• **ASSIGNMENT**:
Please transcribe the passage of the book review from "If you think" to "of his age.".

• **GIVEN TEXT**:
◆ ◆ ◆

Wednesday, April 1, 2015

Book: "The Devil's Doctor"

Since I discovered Philip Ball and his writings, I have been reading everything he produces. In my opinion, he is by far the best science writer. I am also interested in reading everything about Paracelsus since I consider himself one of my heroes in science and medicine no matter what people think about him. I think he played a very important role in modernization of chemistry and medicine. 

If you think this book is an ordinary biography, you are mistaken. The book is really well written with the most interesting stories and endless journeys of Paracelsus. You will not only read his life, his work and trips; but also the political and religious environment of his age. 

If you ever read anything about Paracelsus, you probably know that he traveled almost anywhere accessible in 16th century to learn how different people fight the diseases. He was outspoken, and he had "extreme" ideas and sometimes practices that gave him trouble. To him, schools were not really the only places that you can learn a profession: "At all the German schools, you cannot learn as much as the Frankfurt fair." Traveling was so important for him that once he said "If a man wishes to recognize many diseases, let him travel." 

I think the book is a fascinating work on Paracelsus. Unlike several other books, the book does not have a fixed idea on Paracelsus' character or whether we should take him seriously or not. This makes the book even more special by allowing us to have our own opinion.

I strongly recommend this book for science, medicine, philosophy, philosophy of science and chemistry enthusiasts. My personal opinion is that Paracelsus was a great man and scientist and we owe him a lot. Since I first heard of his name when I was a little boy, I always felt very close to him. What I like him the most as Philip Ball says "always he was no one's man but his own."

◆ ◆ ◆

• **Image point grounding data**:
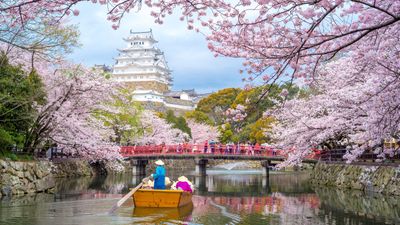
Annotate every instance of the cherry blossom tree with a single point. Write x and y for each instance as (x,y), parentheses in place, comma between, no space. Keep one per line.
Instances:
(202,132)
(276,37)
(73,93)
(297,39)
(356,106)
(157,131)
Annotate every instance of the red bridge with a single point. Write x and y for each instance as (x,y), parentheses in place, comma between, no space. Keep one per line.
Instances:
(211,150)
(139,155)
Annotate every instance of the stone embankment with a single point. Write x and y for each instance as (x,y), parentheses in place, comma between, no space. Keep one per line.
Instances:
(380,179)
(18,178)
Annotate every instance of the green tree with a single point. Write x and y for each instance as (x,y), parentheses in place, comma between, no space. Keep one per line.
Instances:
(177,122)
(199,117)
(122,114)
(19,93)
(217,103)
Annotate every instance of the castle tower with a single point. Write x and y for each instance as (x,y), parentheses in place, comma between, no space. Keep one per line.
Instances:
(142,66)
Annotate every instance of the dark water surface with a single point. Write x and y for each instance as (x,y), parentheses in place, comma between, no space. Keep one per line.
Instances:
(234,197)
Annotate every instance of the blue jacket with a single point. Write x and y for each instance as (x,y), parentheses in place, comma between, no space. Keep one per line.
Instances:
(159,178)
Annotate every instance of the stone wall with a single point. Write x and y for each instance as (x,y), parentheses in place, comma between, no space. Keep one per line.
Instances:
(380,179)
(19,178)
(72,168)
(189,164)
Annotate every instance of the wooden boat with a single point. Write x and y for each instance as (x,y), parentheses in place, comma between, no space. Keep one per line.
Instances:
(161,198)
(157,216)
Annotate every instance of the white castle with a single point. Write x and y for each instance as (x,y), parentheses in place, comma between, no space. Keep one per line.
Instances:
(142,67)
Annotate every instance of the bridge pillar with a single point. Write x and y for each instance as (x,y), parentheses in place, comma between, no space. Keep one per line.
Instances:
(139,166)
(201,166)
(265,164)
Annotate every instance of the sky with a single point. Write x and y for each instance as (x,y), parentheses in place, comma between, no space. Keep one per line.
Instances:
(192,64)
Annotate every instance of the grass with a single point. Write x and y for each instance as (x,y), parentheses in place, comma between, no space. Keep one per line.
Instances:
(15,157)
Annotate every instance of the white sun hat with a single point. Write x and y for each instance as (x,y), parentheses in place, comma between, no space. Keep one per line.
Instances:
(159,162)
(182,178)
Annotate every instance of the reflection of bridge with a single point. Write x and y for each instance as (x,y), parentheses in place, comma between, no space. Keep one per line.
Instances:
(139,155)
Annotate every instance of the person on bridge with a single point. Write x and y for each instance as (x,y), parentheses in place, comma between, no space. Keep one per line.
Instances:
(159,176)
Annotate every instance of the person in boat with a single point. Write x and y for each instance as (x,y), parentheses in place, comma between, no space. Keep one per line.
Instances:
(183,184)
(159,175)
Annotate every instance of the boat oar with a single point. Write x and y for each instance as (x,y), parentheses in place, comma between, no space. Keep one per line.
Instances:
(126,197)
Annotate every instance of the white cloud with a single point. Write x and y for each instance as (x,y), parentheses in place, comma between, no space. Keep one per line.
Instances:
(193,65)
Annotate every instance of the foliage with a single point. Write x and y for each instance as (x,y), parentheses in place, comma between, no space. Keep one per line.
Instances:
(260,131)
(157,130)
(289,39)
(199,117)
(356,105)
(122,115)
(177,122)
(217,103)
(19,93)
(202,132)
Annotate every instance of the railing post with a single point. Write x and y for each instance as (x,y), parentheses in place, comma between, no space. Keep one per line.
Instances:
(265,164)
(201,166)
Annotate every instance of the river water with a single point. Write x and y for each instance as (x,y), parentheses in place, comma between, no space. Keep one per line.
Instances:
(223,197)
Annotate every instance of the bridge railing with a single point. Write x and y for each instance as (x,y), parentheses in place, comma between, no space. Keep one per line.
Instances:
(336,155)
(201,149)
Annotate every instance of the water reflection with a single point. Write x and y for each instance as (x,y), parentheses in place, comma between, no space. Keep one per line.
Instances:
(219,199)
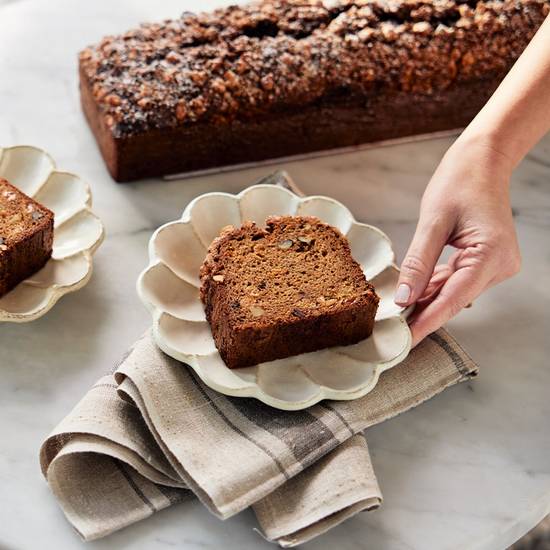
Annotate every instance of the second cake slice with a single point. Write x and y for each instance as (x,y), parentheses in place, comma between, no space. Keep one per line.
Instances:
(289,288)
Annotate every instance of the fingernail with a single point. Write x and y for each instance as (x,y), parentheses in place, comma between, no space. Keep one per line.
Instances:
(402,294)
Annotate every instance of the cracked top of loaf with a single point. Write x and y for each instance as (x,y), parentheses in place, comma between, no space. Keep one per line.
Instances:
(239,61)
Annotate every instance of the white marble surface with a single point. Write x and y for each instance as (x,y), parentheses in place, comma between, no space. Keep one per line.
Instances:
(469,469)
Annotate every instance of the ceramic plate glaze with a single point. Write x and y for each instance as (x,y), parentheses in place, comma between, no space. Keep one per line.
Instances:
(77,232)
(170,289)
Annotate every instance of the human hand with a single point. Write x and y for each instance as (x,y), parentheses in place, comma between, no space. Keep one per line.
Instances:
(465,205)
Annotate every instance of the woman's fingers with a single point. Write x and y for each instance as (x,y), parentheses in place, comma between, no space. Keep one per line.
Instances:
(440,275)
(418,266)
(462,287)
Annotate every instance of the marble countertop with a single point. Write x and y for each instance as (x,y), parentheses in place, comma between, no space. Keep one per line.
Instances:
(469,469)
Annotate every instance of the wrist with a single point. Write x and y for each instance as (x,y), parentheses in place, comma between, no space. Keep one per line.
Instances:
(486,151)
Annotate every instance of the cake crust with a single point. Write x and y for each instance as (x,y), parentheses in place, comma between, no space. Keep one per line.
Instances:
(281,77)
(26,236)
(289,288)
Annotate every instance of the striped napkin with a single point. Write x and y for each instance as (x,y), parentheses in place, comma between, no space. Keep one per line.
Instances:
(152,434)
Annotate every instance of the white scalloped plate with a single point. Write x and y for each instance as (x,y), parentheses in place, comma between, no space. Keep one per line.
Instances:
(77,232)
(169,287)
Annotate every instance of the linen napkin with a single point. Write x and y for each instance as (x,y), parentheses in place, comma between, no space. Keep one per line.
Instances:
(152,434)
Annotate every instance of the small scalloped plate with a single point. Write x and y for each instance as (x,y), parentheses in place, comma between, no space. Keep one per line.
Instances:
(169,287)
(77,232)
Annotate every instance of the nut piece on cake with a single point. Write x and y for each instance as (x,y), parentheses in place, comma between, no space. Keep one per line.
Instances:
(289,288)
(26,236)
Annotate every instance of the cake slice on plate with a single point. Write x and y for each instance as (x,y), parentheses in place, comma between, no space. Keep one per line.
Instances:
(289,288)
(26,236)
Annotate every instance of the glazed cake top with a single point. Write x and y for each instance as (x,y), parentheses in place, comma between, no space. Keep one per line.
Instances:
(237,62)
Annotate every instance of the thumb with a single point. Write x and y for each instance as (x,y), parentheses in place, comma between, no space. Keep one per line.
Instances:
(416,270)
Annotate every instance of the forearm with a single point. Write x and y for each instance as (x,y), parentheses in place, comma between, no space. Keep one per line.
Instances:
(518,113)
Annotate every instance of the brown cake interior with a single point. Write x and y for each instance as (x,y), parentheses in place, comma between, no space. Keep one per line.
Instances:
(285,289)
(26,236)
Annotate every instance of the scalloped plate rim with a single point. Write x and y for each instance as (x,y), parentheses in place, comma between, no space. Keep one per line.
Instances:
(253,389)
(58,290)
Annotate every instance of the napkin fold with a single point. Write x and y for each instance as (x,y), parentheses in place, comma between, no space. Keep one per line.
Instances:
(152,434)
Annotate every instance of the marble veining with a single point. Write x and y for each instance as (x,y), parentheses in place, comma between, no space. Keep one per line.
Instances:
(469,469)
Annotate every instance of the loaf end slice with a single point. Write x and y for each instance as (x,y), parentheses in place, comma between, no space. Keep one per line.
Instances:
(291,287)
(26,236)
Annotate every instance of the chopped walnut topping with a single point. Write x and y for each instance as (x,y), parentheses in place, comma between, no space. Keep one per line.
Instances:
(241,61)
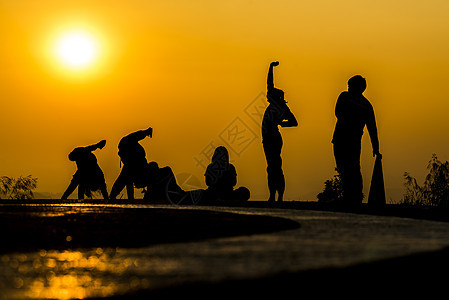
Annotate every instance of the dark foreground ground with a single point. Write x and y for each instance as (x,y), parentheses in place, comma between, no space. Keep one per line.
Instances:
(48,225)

◆ ◆ ◆

• **ANSWER BELOW**:
If you think this book is an ordinary biography, you are mistaken. The book is really well written with the most interesting stories and endless journeys of Paracelsus. You will not only read his life, his work and trips; but also the political and religious environment of his age.